(Data to use)
-- Begin --

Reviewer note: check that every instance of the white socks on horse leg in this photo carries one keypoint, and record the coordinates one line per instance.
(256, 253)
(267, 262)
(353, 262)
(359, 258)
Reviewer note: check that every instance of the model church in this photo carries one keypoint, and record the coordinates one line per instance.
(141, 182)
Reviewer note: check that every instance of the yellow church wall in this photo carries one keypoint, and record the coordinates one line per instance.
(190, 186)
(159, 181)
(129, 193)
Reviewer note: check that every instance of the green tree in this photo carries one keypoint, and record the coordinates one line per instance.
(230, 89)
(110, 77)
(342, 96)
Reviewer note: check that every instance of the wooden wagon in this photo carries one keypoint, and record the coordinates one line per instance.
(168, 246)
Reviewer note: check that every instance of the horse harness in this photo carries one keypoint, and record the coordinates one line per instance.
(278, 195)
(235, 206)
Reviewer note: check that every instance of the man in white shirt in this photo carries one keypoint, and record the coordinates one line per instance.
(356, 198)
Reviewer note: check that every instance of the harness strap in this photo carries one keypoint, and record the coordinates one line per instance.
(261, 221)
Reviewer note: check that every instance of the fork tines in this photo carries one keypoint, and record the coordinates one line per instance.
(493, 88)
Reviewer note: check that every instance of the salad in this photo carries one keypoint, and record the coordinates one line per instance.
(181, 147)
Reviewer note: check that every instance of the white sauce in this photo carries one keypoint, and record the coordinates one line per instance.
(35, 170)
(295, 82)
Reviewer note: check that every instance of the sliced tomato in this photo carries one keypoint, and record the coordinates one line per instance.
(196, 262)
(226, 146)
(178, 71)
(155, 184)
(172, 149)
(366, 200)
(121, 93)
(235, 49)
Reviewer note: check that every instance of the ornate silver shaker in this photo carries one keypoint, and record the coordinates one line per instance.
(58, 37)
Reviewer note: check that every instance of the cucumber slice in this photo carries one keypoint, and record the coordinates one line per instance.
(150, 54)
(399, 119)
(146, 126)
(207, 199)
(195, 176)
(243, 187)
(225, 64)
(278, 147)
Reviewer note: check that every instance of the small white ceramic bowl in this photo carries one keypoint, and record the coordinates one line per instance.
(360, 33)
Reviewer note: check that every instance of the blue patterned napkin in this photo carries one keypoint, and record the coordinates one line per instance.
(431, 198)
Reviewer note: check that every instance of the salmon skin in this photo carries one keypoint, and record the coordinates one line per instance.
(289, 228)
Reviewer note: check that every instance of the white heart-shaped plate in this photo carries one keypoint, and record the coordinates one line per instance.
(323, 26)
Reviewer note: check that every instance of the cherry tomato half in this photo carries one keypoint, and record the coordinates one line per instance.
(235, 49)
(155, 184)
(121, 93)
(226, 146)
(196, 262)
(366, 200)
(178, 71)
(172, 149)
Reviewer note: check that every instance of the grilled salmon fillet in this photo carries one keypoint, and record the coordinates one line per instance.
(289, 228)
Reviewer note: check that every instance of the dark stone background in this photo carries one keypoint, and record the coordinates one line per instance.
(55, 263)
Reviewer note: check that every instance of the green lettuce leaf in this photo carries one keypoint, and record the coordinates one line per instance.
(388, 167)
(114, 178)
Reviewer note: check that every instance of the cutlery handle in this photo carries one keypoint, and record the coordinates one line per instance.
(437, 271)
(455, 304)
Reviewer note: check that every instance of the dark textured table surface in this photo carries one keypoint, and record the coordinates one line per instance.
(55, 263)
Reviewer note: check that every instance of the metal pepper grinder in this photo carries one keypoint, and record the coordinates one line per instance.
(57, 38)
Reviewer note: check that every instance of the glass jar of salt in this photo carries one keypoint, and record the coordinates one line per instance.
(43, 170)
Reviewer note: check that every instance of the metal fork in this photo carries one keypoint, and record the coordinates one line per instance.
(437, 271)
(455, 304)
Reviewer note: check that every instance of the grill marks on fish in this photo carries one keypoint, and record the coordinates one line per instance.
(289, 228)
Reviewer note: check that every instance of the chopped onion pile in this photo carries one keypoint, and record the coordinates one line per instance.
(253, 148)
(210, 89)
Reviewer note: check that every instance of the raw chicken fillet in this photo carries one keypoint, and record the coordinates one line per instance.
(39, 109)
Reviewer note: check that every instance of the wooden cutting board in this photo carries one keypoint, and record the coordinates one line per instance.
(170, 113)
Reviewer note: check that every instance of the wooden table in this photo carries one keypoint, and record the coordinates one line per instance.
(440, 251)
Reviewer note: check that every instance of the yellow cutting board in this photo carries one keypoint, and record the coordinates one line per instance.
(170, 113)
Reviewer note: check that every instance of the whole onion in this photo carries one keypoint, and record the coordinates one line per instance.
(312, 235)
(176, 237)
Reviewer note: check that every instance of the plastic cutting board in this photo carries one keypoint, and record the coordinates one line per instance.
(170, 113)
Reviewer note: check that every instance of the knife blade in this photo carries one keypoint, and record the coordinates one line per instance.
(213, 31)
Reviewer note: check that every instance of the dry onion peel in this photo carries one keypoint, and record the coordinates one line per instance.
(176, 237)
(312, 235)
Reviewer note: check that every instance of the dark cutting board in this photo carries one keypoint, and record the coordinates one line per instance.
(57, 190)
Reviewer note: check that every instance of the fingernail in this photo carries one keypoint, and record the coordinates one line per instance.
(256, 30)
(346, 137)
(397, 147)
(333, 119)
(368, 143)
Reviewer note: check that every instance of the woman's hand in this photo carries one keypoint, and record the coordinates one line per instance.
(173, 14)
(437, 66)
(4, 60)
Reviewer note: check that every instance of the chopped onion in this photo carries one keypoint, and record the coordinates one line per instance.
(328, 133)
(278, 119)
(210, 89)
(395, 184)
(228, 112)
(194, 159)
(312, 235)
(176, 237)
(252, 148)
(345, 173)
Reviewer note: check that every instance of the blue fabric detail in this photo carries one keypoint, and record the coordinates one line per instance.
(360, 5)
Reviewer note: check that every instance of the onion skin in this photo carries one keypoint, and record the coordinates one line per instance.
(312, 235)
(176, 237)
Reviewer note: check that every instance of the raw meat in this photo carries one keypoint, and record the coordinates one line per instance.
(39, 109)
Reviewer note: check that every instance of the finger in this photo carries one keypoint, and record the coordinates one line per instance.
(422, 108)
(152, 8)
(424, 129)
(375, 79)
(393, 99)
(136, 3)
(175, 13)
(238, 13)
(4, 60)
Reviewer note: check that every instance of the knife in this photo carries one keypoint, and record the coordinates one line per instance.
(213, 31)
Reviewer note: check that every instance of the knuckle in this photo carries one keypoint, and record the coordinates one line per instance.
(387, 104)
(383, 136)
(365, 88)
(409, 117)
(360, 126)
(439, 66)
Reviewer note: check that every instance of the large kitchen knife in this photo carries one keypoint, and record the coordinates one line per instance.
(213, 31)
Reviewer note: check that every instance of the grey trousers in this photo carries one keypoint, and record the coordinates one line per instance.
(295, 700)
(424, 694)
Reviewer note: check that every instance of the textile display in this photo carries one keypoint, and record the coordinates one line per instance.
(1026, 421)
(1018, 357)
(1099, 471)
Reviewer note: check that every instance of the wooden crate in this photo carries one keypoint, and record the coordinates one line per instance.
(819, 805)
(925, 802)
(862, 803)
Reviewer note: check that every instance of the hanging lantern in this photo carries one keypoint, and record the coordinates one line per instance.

-- End --

(Exercise)
Repeat exactly the lines above, starting with the line that contains "Reviewer note: check that every instance of the knife in" and ending with the last line, both included, and nothing else.

(Answer below)
Reviewer note: check that every instance of the knife in this photo carries one keypoint, and record the coordinates one line per instance.
(213, 31)
Reviewer note: check that every instance of the knuckle in this photo carries one keypoint, and record the coordinates one line per instance.
(387, 104)
(383, 136)
(365, 88)
(409, 117)
(360, 126)
(439, 66)
Reviewer note: check that every instance of the large kitchen knife in this photo carries one keypoint, and record the coordinates one line per instance.
(213, 31)
Reviewer note: check that every instance of the grey trousers in this photo carries one keypoint, and record the coordinates one line per instance.
(295, 700)
(424, 694)
Reviewer note: check that every instance of the textile display in this photo carries one keypoint, and record the coordinates one line per instance.
(1026, 421)
(1018, 357)
(1099, 471)
Reviewer note: check that every instance of the wooden crate in this photo carries one keypoint, and record the coordinates one line per instance.
(819, 805)
(925, 802)
(862, 803)
Reviewer note: check that every instance of the hanging lantern in this photo carries one keypoint, and record the coordinates one line per instance.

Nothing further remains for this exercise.